::: TEXT UNDER STUDY

The Stuff of Thought: Language as a Window into Human Nature by Steven Pinker
Is there a difference between the meanings of these two sentences?
(1) Hal loaded hay into the wagon, and,
(2) Hal loaded the wagon with hay.
Well, Steven Pinker claims there is a difference and it's a difference that reveals something about the way the mind conceptualizes experience. That is "the stuff of thought" with which Pinker's latest book is concerned, and this "stuff," as he convincingly demonstrates, can be made accessible through a careful analysis of "the stuff of language," i.e., word categories and their syntactic habitats.
In the case of the two sentences above, we can see the human capacity to frame events in alternate ways through the dual function of verbs like "load." This verb draws attention to the hay and its movement in the first sentence, but to the transformation (a kind of metaphorical "movement") of the wagon in the second.
That children can learn the dual use of "load" and the dual conceptualizations that it entails, and distinguish this verb from others (like, say, toss) that don't work in both sentences (E.g., we don't say "Hal tossed the wagon with hay" even though we can say "Hal tossed the hay into the wagon") is evidence that distinct ways of thinking underlie our ability to master language. There are, after all, many thousands of verbs that fall into scores of different categories based on their applicability to different contexts like those involving Hal's hay in the cases above. Pinker believes that our ability to learn the subtle distinctions that control these and other word usages is evidence of their role as reflectors and enablers of the basic elements of human thought, elements like causality, animation, possession, time-as-space, and so on.
Pinker faces quite a challenge in bringing to life profound truths about human nature through a systematic, fine-grained analysis of mundane words like "drip" and "pour," but he succeeds admirably. This is a book that will amply reward a careful reading.
Of course some words are inherently more interesting than others, and for my money the chapter on "The Seven Words You Can't Say on Television" is by itself worth the price of the book. A number of features that help condemn a word to the realm of taboo are revealed here. For example, there are clear syntactic distinctions between the usually unprintable words for sex (which Pinker, I'm happy to report, audaciously prints) and their more presentable cousins, such as have sex, make love, sleep together, copulate, etc. I had never before noticed that the taboo and vulgar forms, which tend to specify physical motion, differ from the non-taboo terms in that they usually occur in a subject-verb-direct object construction (e.g., Austin shagged Vanessa). The more respectable terms lack a direct object and do not specify "a particular manner of motion or effect." Furthermore, they are semantically symmetrical, so that if Austin had sex with Vanessa, Vanessa also had sex with Austin. More fundamentally Pinker ties the cathartic effect of some swearing with "the Rage circuit, which [is]... connected with negative emotion." The Rage circuit, as part of the limbic system, is found in other animals and is associated with "a reflex in which a suddenly wounded or confined animal would erupt in a furious struggle to startle, injure and escape from a predator, often accompanied by a bloodcurdling yowl."

::::::

* [EXERCISES]:
a – Please render this sentence from the book review into Spanish: "This is a book that will amply reward a careful reading."
b – In the book review, the Rage circuit is said to be part of which system?
c – Carry the book review of The Stuff of Thought on past its final sentence.

::: DATA SECTION

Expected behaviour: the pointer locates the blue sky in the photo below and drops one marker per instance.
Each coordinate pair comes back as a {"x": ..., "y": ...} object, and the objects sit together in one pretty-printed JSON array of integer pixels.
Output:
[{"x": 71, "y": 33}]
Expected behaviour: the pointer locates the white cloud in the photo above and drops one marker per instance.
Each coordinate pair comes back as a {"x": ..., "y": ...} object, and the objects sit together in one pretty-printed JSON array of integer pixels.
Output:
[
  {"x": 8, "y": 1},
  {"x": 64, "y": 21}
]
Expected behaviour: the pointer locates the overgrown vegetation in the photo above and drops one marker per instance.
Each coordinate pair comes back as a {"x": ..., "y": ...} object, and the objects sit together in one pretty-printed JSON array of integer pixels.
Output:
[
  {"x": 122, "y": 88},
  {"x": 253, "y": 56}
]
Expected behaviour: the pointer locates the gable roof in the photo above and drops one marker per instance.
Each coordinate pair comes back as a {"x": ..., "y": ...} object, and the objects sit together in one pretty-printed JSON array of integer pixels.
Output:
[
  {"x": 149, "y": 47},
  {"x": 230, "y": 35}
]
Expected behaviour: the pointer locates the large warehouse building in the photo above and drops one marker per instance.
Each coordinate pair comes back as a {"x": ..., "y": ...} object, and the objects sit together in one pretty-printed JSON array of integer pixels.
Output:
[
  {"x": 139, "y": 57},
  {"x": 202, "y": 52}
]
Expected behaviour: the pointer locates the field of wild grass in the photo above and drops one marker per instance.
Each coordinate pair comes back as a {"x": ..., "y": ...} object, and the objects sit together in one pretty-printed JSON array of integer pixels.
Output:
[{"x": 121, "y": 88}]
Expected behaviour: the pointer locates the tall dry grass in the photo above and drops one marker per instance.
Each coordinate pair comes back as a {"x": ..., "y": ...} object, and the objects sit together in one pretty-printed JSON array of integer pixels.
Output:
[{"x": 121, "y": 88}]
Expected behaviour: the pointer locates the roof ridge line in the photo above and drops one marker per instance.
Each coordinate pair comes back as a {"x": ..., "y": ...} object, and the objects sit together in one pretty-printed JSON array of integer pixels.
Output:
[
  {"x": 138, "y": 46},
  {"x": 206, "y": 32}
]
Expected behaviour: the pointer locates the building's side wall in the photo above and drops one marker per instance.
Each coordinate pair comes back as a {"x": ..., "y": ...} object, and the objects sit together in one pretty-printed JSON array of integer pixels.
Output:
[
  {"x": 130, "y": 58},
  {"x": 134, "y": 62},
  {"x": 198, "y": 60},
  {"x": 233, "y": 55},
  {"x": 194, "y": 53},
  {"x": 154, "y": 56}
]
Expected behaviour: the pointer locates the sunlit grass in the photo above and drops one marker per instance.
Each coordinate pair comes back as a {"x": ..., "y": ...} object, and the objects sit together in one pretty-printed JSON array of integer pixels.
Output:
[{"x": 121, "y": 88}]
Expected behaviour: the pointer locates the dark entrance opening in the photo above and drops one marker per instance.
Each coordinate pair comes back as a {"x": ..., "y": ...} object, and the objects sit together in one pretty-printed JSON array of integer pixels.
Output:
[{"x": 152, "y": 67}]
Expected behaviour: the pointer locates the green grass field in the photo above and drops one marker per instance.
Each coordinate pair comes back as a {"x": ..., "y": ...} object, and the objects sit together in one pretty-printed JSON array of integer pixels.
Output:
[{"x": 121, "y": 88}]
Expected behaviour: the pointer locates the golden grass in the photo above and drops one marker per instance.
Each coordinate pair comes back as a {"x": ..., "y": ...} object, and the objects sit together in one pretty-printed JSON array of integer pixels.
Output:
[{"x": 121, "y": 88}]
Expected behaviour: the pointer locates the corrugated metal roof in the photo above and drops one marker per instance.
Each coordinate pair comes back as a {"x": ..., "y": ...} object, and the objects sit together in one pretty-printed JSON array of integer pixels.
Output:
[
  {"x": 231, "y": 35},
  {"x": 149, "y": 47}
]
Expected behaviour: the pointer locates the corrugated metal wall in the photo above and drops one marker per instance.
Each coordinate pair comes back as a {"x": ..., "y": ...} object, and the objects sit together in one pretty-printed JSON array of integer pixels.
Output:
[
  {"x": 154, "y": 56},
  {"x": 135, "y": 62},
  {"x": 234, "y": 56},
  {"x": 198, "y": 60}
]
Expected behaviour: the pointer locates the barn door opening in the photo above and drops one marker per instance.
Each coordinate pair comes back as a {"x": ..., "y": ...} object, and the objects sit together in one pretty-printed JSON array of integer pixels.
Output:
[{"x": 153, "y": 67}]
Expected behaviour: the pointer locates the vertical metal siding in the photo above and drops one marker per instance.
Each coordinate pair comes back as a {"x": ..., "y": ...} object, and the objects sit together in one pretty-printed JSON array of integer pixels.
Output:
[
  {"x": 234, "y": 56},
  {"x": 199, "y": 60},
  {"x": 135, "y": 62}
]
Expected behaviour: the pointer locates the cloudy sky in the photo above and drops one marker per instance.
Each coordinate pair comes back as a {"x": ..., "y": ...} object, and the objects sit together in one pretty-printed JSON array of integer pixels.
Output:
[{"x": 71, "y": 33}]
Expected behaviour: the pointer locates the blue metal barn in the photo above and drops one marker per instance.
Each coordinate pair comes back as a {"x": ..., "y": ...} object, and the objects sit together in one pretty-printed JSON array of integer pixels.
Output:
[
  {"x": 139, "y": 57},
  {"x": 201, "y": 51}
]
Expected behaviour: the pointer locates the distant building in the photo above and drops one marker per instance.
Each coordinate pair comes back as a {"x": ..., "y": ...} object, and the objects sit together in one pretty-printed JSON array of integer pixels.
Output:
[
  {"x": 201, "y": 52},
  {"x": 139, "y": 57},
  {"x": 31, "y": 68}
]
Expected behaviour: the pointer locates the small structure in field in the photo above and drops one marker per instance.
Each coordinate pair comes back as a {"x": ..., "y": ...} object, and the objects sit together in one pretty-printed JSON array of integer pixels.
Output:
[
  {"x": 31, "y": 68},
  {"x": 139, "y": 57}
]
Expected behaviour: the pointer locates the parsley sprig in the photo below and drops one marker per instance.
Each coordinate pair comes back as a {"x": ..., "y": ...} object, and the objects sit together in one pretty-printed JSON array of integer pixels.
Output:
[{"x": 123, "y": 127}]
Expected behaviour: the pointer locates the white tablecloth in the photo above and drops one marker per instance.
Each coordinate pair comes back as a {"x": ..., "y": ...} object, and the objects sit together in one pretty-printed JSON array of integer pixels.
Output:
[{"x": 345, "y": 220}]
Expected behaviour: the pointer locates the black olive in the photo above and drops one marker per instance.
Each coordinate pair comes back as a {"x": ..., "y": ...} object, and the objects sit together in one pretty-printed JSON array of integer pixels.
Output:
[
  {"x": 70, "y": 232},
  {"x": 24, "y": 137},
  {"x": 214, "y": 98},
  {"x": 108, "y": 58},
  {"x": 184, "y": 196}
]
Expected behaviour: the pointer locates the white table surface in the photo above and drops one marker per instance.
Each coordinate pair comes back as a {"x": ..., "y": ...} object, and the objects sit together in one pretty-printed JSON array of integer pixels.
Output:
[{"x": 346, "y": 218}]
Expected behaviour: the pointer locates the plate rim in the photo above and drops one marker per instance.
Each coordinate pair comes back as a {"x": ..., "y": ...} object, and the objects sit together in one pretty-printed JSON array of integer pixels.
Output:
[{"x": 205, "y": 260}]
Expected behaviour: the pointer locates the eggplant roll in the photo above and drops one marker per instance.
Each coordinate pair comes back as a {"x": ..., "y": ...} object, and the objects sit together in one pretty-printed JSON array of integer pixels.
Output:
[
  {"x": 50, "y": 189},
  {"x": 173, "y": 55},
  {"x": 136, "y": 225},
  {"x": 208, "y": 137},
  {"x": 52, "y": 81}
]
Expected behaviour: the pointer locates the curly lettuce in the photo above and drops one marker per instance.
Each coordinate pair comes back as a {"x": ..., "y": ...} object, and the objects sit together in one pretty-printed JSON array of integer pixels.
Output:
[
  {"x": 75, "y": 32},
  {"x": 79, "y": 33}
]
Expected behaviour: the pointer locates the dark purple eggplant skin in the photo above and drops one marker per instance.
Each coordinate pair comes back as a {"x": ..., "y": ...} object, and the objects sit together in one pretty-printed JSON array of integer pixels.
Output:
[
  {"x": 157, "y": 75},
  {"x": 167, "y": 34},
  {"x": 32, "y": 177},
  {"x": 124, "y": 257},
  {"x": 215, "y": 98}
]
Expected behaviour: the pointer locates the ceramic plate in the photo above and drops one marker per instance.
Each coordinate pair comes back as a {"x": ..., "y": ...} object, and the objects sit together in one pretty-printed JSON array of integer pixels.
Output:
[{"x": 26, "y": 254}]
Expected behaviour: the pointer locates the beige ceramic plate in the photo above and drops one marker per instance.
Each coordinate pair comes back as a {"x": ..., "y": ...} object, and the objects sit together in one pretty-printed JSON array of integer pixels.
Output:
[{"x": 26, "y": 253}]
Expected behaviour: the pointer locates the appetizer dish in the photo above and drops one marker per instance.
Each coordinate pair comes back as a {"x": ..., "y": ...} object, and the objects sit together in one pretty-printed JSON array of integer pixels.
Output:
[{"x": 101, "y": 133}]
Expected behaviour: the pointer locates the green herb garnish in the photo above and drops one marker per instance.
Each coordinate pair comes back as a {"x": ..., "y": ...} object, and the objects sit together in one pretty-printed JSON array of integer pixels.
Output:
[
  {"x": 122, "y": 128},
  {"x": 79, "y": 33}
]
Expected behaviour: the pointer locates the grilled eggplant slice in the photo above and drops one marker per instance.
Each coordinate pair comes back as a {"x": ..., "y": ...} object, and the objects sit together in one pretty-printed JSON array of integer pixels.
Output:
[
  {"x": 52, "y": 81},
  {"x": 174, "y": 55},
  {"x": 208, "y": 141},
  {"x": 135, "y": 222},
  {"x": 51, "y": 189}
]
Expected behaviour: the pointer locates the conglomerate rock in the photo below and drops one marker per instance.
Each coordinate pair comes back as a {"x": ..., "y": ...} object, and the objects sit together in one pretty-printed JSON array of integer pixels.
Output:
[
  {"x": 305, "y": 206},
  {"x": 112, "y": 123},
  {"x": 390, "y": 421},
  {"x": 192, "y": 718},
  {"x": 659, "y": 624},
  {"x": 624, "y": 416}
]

::::::

* [ANSWERS PER TASK]:
a – Este es un libro que recompensará ampliamente una lectura atenta.

b – The limbic system.

c –
This is rich stuff, the drawing of a neat connection between a specific category of words and an emotional pattern linked to specific parts of the brain. This chapter also helps make sense of Tourette's syndrome and otherwise identifies swearing as "a coherent neurobiological phenomenon." Other chapters are similarly rewarding. Pinker's analysis of metaphors both expands on, and, to an extent, revises the classic works in this field by George Lakoff, Mark Johnson and others.
I have some quibbles with parts of Pinker's overall model, but this is to be expected with a work so ambitious and wide-ranging. I am surprised, for example, that Pinker doesn't mention the extensive work on cognitive prototypes by such authors as Brent Berlin and Eleanor Rosch since their research seems to overlap with his.
Another point: His arguments against connectionist models of language and thought I found to be not quite convincing. Here Pinker is arguing for a genetically-based set of neural patterns to explain the complexities of language, where connectionism points to a more flexible, post-natal learning system. Pinker demonstrates that connectionism is probably not adequate to explain language learning if one assumes (as he apparently does) that learning after puberty is just as permanent as that which is learned in childhood. But such an assumption is unwarranted, and if childhood learning does have a special durability, his criticism of connectionism loses its punch.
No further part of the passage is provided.